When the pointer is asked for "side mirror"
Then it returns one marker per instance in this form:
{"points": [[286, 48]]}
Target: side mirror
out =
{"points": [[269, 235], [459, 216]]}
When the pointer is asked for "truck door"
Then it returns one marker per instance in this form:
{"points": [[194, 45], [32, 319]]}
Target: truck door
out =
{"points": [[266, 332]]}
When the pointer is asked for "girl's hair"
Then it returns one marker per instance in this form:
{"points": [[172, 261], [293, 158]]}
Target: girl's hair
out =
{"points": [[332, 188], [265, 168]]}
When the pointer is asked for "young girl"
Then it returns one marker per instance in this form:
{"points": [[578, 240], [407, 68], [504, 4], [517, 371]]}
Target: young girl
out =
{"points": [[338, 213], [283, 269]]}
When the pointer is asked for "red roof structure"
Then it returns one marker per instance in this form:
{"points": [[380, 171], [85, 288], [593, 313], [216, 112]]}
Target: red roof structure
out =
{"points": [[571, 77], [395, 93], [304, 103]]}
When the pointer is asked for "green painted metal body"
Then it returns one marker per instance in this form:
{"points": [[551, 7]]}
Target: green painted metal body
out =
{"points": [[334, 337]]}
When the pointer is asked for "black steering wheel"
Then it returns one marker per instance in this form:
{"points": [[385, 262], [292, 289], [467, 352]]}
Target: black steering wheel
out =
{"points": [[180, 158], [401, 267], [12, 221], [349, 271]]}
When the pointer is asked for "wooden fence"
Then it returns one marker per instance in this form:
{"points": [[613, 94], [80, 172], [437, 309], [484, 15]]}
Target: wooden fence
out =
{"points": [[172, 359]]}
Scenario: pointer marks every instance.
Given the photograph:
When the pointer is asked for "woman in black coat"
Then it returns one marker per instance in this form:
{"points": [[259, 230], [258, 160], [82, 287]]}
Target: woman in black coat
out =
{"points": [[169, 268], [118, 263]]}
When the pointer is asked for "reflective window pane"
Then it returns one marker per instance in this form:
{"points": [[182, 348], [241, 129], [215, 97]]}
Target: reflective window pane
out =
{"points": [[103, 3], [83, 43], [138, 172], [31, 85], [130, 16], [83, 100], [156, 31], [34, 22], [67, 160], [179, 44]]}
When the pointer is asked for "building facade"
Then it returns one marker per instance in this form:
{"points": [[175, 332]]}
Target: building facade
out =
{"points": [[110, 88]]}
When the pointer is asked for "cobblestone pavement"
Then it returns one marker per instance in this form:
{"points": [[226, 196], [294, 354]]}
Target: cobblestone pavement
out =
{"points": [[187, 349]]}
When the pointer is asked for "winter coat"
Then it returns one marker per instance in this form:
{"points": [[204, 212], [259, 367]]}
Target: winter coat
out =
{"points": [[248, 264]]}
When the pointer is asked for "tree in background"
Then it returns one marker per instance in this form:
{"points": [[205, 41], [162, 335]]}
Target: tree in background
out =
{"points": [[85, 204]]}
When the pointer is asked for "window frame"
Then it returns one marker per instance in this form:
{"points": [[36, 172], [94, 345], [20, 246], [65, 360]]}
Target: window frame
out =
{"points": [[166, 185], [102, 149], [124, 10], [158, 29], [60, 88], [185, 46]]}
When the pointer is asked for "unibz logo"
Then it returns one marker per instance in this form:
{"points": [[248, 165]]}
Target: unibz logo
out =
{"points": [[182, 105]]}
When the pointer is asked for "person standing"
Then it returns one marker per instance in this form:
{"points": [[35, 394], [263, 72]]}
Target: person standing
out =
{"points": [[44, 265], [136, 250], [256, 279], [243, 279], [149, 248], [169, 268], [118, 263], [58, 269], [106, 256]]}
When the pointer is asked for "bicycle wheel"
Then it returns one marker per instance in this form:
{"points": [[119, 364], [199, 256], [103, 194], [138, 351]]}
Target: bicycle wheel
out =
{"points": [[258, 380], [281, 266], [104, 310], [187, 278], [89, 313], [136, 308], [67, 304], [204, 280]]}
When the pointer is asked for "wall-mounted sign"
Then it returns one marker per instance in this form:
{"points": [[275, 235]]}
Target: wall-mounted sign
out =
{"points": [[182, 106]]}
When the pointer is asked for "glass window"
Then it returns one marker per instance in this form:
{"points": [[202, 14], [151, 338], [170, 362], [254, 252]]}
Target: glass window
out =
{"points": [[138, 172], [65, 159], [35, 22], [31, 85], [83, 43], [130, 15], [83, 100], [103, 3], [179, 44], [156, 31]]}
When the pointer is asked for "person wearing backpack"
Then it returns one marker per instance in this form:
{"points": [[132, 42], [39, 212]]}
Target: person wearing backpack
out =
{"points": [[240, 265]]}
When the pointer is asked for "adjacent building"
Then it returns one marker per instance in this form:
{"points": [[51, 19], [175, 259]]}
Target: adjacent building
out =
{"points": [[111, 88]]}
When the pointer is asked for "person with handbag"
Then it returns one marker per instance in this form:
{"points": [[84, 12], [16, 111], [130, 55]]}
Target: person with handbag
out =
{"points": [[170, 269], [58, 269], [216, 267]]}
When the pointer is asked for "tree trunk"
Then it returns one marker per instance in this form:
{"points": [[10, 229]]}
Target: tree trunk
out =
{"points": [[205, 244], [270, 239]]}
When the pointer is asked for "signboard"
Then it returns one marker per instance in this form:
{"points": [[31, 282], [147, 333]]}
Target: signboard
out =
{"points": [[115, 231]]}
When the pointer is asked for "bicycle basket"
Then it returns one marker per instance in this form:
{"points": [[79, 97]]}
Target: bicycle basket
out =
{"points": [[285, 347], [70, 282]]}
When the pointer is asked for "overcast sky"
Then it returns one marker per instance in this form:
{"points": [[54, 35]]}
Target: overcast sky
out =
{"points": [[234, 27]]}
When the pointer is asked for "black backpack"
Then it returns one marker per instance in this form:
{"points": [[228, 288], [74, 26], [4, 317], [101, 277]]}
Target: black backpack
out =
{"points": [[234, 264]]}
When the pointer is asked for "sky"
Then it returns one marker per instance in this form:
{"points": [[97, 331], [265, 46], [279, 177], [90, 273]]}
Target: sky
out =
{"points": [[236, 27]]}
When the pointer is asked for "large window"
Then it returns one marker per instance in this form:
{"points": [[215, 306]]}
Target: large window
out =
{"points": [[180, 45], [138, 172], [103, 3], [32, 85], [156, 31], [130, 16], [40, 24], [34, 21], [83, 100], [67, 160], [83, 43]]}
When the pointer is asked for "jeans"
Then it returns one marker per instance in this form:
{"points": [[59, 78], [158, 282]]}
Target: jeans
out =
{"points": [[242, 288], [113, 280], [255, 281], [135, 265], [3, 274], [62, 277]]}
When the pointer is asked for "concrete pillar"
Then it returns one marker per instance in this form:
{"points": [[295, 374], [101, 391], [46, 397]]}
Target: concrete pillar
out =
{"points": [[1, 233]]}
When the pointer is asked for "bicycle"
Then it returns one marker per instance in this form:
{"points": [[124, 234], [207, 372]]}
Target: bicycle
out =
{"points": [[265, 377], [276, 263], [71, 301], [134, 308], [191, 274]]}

Directive: State how many lines in the records above contain the string "with". Case counts, and the reply is the number alone.

Task result: 2